___ Data rows

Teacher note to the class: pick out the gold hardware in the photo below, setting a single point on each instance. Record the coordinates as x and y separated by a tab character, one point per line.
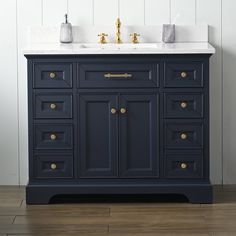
134	37
122	110
53	106
102	39
53	137
118	33
53	166
52	75
183	104
183	136
183	74
113	111
183	165
125	75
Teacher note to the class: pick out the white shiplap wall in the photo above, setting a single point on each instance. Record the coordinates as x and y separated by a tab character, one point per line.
20	14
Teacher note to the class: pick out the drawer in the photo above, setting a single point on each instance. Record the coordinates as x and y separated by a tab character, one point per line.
53	136
183	165
53	166
183	134
183	105
52	75
53	106
118	75
183	74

______

_Request_
Put the items above into a two-column CSV with the header "instruction" and "points", one row per item, each field quoted and any line breaks replaced by spaces. Leave the pictures out.

_Exercise answer_
instruction,points
"Teacher note to the class: pick out the gold hardware in the photo below, setting a single point on each instance. Record the coordinates as x and y separated by a tab character, one point per line.","134	37 122	110 53	106 102	39 53	137 118	33 53	166 52	75 183	104 183	136 183	74 113	111 183	165 125	75"
"Teacher note to the class: pick out the white shiplap wall in the photo above, setting a single point on each instance. Record the coordinates as x and y separated by a tab character, one point per line.","20	14"
"Teacher note to the class: pick out the drawer in the photo above, setting a single point on each instance. Record the coordinates as x and y separated by a tab character, one point per line.","53	136 183	165 53	166 183	134 183	105 52	75 53	106 118	75 183	74"